◆ **Excerpts from a dataset**:
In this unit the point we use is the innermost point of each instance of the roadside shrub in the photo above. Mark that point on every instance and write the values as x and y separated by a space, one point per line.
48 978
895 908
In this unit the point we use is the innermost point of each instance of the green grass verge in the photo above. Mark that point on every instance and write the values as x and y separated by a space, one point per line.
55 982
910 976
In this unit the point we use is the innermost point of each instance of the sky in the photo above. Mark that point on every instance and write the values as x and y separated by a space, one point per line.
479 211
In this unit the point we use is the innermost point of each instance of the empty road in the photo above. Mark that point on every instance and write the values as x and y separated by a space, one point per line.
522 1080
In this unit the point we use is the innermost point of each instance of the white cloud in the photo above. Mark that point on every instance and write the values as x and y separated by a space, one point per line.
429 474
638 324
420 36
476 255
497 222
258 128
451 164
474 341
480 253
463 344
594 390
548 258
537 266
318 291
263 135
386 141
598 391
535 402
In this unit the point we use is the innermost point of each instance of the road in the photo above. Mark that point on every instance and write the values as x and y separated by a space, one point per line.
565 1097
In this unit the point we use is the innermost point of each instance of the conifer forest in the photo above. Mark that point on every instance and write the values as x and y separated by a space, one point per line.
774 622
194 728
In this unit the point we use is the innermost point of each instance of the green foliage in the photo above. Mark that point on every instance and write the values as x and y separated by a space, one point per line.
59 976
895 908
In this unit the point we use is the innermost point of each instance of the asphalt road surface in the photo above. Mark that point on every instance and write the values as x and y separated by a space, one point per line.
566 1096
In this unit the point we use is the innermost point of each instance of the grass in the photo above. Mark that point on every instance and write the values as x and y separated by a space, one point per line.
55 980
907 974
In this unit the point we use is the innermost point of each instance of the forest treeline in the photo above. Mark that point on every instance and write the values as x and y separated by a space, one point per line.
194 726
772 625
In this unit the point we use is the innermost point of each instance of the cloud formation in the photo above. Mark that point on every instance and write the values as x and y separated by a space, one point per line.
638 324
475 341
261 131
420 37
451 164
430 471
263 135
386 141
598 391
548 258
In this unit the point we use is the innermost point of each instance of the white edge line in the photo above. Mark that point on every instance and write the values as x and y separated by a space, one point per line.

◆ **Your assignment**: Give back every entry exactly, with nothing left out.

◆ **Output below**:
In this unit the point we use is the innermost point of each instance of the roadside shrub in the photo above. Mark that point on every instance and write the values as x and y separated by a space, one point per line.
48 978
895 908
In this unit the point we use is the innermost point of each instance of the green grass verge in the photo above. Mark that point on every instance and write the values as x and y separated by a space, one point per line.
55 982
910 976
In this unit the point we use is the innermost point of each instance of the sky in the photo above. Mark that point on every instance and write the values as x and y separated by a space, one point per line.
479 211
In this unit the point we use is the innermost point of each instance of the empty road in the photo above. Mark that point on every instance and write the values as x and y separated by a space, one point per line.
522 1080
In this unit the point we use is the innermost point of each instance of the white cloud in the photo above. Mark that point on every instance and write the values as x and y separated by a space, one point per line.
429 474
638 324
420 36
476 255
497 222
258 128
451 164
474 341
480 253
463 344
594 390
548 258
537 266
318 291
263 135
386 141
598 391
535 402
In this unit the point we use is the innermost point of each instance of the road in the photo above. Mark that point on every instance and write the values as x and y separated by a space, one point per line.
565 1097
In this unit the point we use is the innermost point of each instance of the conifer forest in the photo above. Mark that point on every instance and write the values as x and y separated by a space, one point per line.
774 622
194 728
In this unit the point we use is the innermost point of each instance of the green foliage in the photo above. Mark that point on every instance and write the values as x and y separated by a space, one point per line.
59 976
895 908
In this unit the point we use is the innermost point of each instance of the asphalt road surface in the photo above. Mark that point on every instance and write the values as x and y separated by a space, one point per line.
566 1096
In this unit the point we use is the innermost point of each instance of the grass in the photo above. Mark that point on every instance and write the values as x and y separated by a space, one point per line.
55 980
907 974
In this unit the point we use is the innermost point of each instance of the forest treeline in the photo above. Mark that point on every instance and write the values as x and y separated by a space, one point per line.
194 726
772 625
In this unit the point we use is the innermost point of each instance of the cloud formation in the photo above. Mark that point on every instance and write the values as x and y separated by a space, one point per line.
638 324
475 341
261 131
420 37
451 164
430 471
263 135
386 141
598 391
548 258
In this unit the point we use is the innermost point of each instance of the white edge line in the photo above. Mark that point on every instance and write the values as x and y separated by a space, one point per line.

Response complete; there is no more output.